**** Source data

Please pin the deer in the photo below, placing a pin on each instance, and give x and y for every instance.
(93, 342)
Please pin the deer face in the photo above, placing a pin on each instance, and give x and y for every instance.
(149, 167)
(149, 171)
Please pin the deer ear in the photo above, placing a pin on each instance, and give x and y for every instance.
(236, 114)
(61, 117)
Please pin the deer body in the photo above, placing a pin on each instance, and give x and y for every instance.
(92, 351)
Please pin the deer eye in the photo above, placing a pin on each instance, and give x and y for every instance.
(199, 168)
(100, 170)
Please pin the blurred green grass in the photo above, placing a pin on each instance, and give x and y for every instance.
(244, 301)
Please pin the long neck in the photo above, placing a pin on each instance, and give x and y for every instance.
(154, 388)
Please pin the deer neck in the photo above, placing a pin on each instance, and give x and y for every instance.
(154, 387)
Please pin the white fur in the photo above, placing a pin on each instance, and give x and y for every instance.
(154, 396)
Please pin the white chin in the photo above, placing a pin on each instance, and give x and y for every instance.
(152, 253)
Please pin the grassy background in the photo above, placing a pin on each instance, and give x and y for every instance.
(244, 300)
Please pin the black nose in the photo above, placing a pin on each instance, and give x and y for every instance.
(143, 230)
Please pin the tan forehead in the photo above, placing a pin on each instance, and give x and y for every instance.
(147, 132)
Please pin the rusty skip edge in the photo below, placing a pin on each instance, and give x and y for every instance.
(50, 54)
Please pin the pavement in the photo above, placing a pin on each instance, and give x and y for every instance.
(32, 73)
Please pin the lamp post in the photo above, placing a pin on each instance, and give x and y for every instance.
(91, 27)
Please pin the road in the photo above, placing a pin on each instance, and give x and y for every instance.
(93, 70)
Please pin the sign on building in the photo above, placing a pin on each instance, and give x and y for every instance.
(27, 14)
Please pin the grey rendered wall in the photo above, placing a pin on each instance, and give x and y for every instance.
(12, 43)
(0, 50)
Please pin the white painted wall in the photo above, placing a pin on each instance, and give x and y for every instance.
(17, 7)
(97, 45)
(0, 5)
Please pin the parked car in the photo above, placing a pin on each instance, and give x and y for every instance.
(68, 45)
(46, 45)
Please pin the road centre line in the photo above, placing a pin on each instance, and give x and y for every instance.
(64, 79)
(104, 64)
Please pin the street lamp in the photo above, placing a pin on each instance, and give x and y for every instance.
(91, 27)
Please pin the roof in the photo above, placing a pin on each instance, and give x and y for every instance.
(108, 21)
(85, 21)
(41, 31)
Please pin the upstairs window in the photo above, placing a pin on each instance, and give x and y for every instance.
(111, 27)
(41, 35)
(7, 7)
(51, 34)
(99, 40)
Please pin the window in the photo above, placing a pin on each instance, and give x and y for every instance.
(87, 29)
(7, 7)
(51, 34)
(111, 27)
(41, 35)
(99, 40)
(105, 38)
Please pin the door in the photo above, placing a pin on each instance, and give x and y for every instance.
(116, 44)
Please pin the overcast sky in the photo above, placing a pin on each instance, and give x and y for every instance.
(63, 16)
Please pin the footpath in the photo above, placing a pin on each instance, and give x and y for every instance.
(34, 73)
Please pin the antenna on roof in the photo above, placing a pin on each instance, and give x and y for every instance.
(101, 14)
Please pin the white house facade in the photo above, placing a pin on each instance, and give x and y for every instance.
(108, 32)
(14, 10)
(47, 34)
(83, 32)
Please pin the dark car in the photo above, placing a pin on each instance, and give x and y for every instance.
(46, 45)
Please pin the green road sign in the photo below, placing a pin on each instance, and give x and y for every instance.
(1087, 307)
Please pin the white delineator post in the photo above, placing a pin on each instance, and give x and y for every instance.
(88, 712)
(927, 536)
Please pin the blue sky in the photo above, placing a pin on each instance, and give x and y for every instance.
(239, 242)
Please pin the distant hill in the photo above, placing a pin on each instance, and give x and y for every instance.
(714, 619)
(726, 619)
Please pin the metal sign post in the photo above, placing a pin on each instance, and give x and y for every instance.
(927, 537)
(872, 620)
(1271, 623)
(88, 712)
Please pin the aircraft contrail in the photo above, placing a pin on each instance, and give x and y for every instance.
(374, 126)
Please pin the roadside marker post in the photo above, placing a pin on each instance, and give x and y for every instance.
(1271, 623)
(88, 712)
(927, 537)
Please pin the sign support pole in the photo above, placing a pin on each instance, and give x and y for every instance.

********

> **What to work on**
Using the entries above, please restate each one word for word.

> **Solution to this task**
Please pin the deer in the photo below, placing a pin on each instance, and give x and y for every instance.
(93, 342)
Please pin the deer face in the photo above, placing a pin on each instance, and give x and y for every instance.
(149, 167)
(149, 171)
Please pin the deer ear in the photo above, placing a pin on each instance, and give x and y for every instance.
(236, 114)
(61, 117)
Please pin the deer body in the photo above, placing a pin on each instance, and give x and y for every instance.
(92, 351)
Please pin the deer eye in the photo above, placing a pin on each instance, and give x and y for every instance.
(199, 168)
(100, 170)
Please pin the blurred green grass in the photo above, placing a pin on each instance, and give x and y for every instance.
(244, 301)
Please pin the long neck in the photo above, placing a pin on each instance, and give x and y for every instance.
(154, 388)
Please pin the deer neck in the photo above, placing a pin on each instance, and give x and y for every instance.
(154, 387)
Please pin the white fur in the photo above, placing a pin on each instance, and give x and y for every instance.
(154, 396)
Please pin the white chin in the photo above, placing a pin on each instance, and give x and y for every instance.
(152, 253)
Please pin the grassy background in the photo above, placing a pin on each instance, and give x and y for every instance.
(244, 300)
Please pin the black nose in the photo above, placing a pin on each instance, and give x and y for every instance.
(143, 230)
Please pin the tan forehead in the photo above, placing a pin on each instance, and give x and y for every instance.
(147, 132)
Please pin the rusty skip edge in the photo below, placing a pin on each instance, and give x and y for every instance.
(50, 54)
Please pin the pavement in the photo above, placing a pin on each instance, and give x and y for every instance.
(32, 73)
Please pin the lamp post in the photo above, placing a pin on each instance, and give x and y for every instance.
(91, 27)
Please pin the road in the photo above, placing a pin on each instance, and give x and y for every instance.
(93, 70)
Please pin the sign on building in the photo above, placing a pin on each instance, and give x and y for every instance.
(27, 14)
Please pin the grey rendered wall in the photo above, placing a pin on each instance, and give x and y for every instance.
(12, 43)
(0, 50)
Please pin the white painted wall in the photo above, placing a pin on each instance, and give x and y for every instance.
(17, 7)
(97, 45)
(0, 5)
Please pin the parked car in the photo above, placing a pin on each instance, and give x and y for every instance.
(68, 45)
(46, 45)
Please pin the road centre line in the photo above, placing a pin on each instance, and give x and y for every instance.
(64, 79)
(104, 64)
Please pin the street lamp in the photo above, placing a pin on each instance, and give x and y for every instance.
(91, 27)
Please pin the roof in the photo above, placing a pin on each instance, and give x and y for every instance.
(108, 21)
(85, 21)
(41, 31)
Please pin the upstairs window in the photo above, placing a pin on each instance, and give x and y for every instance.
(111, 27)
(41, 35)
(7, 7)
(51, 34)
(99, 40)
Please pin the window in the photo above, placing a pin on each instance, and give x and y for every instance.
(87, 29)
(7, 7)
(51, 34)
(111, 27)
(41, 35)
(99, 40)
(105, 38)
Please pin the door in the photo above, placing a pin on each instance, and give x and y for every instance.
(116, 44)
Please pin the overcast sky in the photo above, placing a pin on each instance, and give x and y for every instance.
(63, 16)
Please pin the footpath in the photo above, placing a pin on each instance, and give x and y for every instance.
(34, 73)
Please pin the antenna on roof in the photo above, placing a pin on each instance, and give x and y for every instance.
(101, 14)
Please pin the white house facade in the photo above, placing a pin on each instance, and give x and y for every instance.
(108, 32)
(14, 10)
(47, 34)
(83, 32)
Please pin the dark car in the photo above, placing a pin on each instance, and give x and y for every instance.
(46, 45)
Please pin the green road sign in the photo below, placing a pin on each instance, and give x and y for every instance.
(1087, 307)
Please pin the white delineator post in the photo above, placing a pin on each instance, and give x and y for every instance.
(88, 712)
(927, 536)
Please pin the blue sky in the photo above, placing a pin on each instance, and give x and y for every instance.
(239, 242)
Please pin the distant hill in the photo above, placing a pin on each instance, and give x and y for every instance.
(714, 619)
(726, 619)
Please pin the metal sign post in the photo above, placing a pin on each instance, and give x and y for every instance.
(927, 537)
(872, 620)
(1271, 623)
(88, 712)
Please pin the aircraft contrail in the photo above, placing a pin on each instance, and give x and y for every instance.
(374, 126)
Please pin the roadside marker post in the photo above, placing a pin on each instance, and give x and y for every instance.
(1271, 623)
(88, 712)
(927, 537)
Please pin the sign support pole in the photo above, placing a pin on each instance, and give x and y for every instance.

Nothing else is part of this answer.